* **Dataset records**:
+ + + + +
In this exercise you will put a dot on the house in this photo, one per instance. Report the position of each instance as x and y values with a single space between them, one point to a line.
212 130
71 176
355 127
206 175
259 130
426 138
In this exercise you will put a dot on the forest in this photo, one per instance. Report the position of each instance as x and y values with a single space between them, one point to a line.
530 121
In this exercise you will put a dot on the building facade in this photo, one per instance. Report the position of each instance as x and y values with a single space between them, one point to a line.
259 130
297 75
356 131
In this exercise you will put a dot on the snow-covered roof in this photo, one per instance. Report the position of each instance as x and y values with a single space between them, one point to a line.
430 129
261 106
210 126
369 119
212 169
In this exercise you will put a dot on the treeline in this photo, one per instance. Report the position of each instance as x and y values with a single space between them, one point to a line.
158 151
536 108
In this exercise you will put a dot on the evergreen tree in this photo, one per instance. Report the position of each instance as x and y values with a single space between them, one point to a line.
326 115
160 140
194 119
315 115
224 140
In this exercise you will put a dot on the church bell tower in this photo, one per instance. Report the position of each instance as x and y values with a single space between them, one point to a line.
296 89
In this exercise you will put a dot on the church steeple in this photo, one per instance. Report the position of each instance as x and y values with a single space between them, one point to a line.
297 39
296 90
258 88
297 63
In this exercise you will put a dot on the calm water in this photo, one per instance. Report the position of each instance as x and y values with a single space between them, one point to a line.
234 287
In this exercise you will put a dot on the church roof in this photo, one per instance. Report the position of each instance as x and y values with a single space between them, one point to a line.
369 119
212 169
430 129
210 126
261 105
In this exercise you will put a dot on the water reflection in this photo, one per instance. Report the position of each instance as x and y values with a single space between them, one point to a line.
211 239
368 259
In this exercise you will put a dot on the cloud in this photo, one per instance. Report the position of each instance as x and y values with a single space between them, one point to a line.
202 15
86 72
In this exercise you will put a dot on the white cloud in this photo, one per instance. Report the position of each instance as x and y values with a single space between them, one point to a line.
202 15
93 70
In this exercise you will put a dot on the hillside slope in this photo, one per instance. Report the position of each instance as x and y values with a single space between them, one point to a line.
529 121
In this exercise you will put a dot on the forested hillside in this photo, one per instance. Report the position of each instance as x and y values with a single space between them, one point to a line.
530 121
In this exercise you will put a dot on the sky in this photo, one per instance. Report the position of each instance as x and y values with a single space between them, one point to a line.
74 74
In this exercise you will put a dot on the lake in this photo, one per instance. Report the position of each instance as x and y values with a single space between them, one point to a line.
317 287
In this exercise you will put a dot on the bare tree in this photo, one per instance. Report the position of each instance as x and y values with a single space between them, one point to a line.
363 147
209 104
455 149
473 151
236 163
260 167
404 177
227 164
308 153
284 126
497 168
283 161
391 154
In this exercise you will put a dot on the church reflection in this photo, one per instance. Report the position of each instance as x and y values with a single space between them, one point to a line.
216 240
+ + + + +
* **Exercise requirements**:
Set all of the entries down again, exactly as they were given.

* **Result for this task**:
In this exercise you will put a dot on the house in this photo, one per instance. Report the position of each instance as x and y values with a single space between them, one point to a line.
212 130
71 176
355 127
206 175
259 130
426 138
In this exercise you will put a dot on the forest in this photo, one per instance. Report the position of each instance as x and y values with a single space between them, one point to a line.
530 121
In this exercise you will put a dot on the building facade in this photo, one per instance. Report the position of each instance as x and y values with a single space between them, one point to a line.
259 130
297 75
356 131
In this exercise you will put a dot on the snow-covered roof in this photo, one per instance. Report the position of each instance as x and y values with a single space between them, one point to a line.
430 129
261 106
210 126
369 119
212 169
In this exercise you will put a dot on the treeline in this photo, one per instance. Report the position of each instance as x and y values with a single space between them, one point to a line.
158 151
536 108
In this exercise you will put a dot on the evergreen tree in this photo, one per instance. Report the position of each instance as x and y values with a single space between them, one point to a line.
326 115
160 140
194 119
315 115
224 140
In this exercise you will put a dot on the church bell tower in this photo, one per instance. Report the position of each instance as x and y values with a single space between them, one point to a line.
296 89
In this exercise you will put a dot on the church steeple in this photo, one per instance. Report the position of each instance as x and y values with a single space between them, one point to a line.
297 39
296 90
258 88
297 63
In this exercise you will put a dot on the calm water in this photo, one per instance. Report the position of each instance as x and y values with a single space between them, one point to a line.
234 287
In this exercise you will put a dot on the church roof in this photo, one per instance. Report the position of each instance as x and y values with a single space between them, one point to a line.
369 119
212 169
430 129
210 126
261 105
In this exercise you will put a dot on the water reflection in this photo, one per instance. Report the position of each instance as x and y values with a single space between them, one point to a line.
211 239
368 259
In this exercise you will put a dot on the cloud in this photo, one per instance. Report the position of each instance as x and y values with a single space between them, one point to a line.
202 15
86 72
In this exercise you will put a dot on the white cloud in this photo, one per instance. Report the position of each instance as x and y values with a single space between them, one point to a line.
202 15
93 70
In this exercise you will put a dot on the hillside slope in this photo, one per instance. Report the position of each instance as x and y values with a single space between them, one point to a line.
529 121
In this exercise you will put a dot on the forested hillside in this photo, one per instance. Report the position of each instance as x and y values with a single space between them, one point to a line.
530 121
In this exercise you will put a dot on the sky in this photo, one per instance. Report the position of each instance as x and y values with a single space between them, one point to a line.
74 74
In this exercise you will put a dot on the lake in this photo, one per instance. Report the position of each instance as x and y values with a single space between them, one point to a line.
317 287
In this exercise you will put a dot on the bare tree in this photo, one per instance. Report the position of each instance as x and y values with a single space between them, one point to a line.
363 147
209 104
455 149
473 151
236 163
260 167
404 177
227 164
308 153
284 126
497 168
283 161
391 154
In this exercise you will put a dot on the church reflection in this photo, one per instance. Report the position of each instance as x and y values with a single space between them, one point to a line.
216 240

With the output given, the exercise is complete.